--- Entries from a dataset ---

-------

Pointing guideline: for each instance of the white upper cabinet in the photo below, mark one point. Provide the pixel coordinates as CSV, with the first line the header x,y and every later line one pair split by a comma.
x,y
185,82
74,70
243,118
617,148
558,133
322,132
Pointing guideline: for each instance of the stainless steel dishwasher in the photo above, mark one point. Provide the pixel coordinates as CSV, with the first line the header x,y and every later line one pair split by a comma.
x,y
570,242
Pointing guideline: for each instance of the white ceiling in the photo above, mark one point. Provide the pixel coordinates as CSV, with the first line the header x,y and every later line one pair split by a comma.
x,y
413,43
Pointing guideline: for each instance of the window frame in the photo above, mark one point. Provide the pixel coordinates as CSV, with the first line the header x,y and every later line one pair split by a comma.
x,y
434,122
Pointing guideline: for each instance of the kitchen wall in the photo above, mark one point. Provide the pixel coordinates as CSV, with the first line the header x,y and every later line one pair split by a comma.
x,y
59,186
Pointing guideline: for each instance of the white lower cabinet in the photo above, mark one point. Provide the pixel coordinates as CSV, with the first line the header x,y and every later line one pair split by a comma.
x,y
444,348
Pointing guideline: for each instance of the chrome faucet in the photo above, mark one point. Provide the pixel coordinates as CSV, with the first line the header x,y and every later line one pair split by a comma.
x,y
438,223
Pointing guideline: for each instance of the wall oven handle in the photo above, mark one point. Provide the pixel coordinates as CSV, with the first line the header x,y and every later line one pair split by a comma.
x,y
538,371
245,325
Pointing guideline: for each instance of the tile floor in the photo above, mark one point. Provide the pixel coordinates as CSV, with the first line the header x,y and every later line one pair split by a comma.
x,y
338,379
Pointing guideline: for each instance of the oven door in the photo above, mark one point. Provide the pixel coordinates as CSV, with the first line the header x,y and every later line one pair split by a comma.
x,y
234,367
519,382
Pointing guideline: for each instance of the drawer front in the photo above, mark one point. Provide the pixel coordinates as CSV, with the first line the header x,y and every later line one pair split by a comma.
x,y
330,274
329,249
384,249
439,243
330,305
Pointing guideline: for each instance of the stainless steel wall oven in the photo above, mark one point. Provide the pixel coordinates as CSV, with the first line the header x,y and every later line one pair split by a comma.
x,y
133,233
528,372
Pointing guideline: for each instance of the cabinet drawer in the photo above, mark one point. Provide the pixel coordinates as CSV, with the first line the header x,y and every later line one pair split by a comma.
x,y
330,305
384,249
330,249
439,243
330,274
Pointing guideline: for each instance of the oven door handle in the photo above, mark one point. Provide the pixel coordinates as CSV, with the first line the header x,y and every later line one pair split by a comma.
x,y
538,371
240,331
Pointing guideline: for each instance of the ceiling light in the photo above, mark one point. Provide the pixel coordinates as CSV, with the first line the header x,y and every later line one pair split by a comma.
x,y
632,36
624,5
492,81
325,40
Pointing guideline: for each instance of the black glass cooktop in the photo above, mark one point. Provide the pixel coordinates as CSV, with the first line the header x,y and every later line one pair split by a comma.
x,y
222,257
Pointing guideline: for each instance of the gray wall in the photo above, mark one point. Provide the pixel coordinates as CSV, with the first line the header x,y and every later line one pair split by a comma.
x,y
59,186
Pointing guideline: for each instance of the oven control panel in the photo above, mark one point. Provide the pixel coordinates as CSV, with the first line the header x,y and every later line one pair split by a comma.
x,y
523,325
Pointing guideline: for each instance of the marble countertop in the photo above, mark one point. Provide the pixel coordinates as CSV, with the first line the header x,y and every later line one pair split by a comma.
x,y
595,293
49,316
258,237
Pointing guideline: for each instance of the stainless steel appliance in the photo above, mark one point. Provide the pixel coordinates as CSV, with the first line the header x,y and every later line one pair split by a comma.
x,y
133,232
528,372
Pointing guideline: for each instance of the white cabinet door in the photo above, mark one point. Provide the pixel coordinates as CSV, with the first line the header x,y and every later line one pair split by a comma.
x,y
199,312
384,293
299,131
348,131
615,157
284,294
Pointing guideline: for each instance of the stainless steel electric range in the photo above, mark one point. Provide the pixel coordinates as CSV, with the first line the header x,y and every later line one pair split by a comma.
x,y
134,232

-------

--- Set exercise ---
Quote exactly the line containing "Pointing guideline: for each instance of the black" and every later line through the end of the listing, and no other lines.

--- Reply to the task ---
Pointing guideline: for each instance of the black glass cooktop in the photo above, mark one point. Provide the pixel coordinates as CSV, with the first line the header x,y and every later line one pair split by a comma.
x,y
222,257
Pointing guideline: for each instance of the gray wall in the photo above, mark one point. Provide the pixel coordinates as CSV, with the first line the header x,y and every later line one pair split by a comma.
x,y
59,186
Pointing guideline: for each instance of the oven control panel in the photo above, mark one point. Provide the pixel coordinates as CSV, with the first line the header x,y and every later line one pair split by a comma.
x,y
523,325
Pointing guideline: for each instance of the marble countertop in the photo above, mark one point. Provide the pixel coordinates as CSV, with the first line the header x,y and every later line one pair split by a comma.
x,y
595,293
49,316
258,237
Pointing guideline: for each instance of the stainless steel appliance in the photo above, mark one point. Provide the pixel coordinates as CSV, with the first line the header x,y and every later line one pair split by a comma.
x,y
133,232
528,372
Pointing guideline: for each instance of the white cabinet door in the photo above, mark one point. Provide the pixel coordinates as CSV, with the first line the header x,y and every later line one pair split by a comma.
x,y
199,312
384,293
299,131
348,131
615,157
284,294
Pointing guideline: for each instance of the stainless steel electric range in the photo above, mark one point. Provide the pixel coordinates as CSV, with the first line the header x,y and every later line one pair split by a comma.
x,y
134,232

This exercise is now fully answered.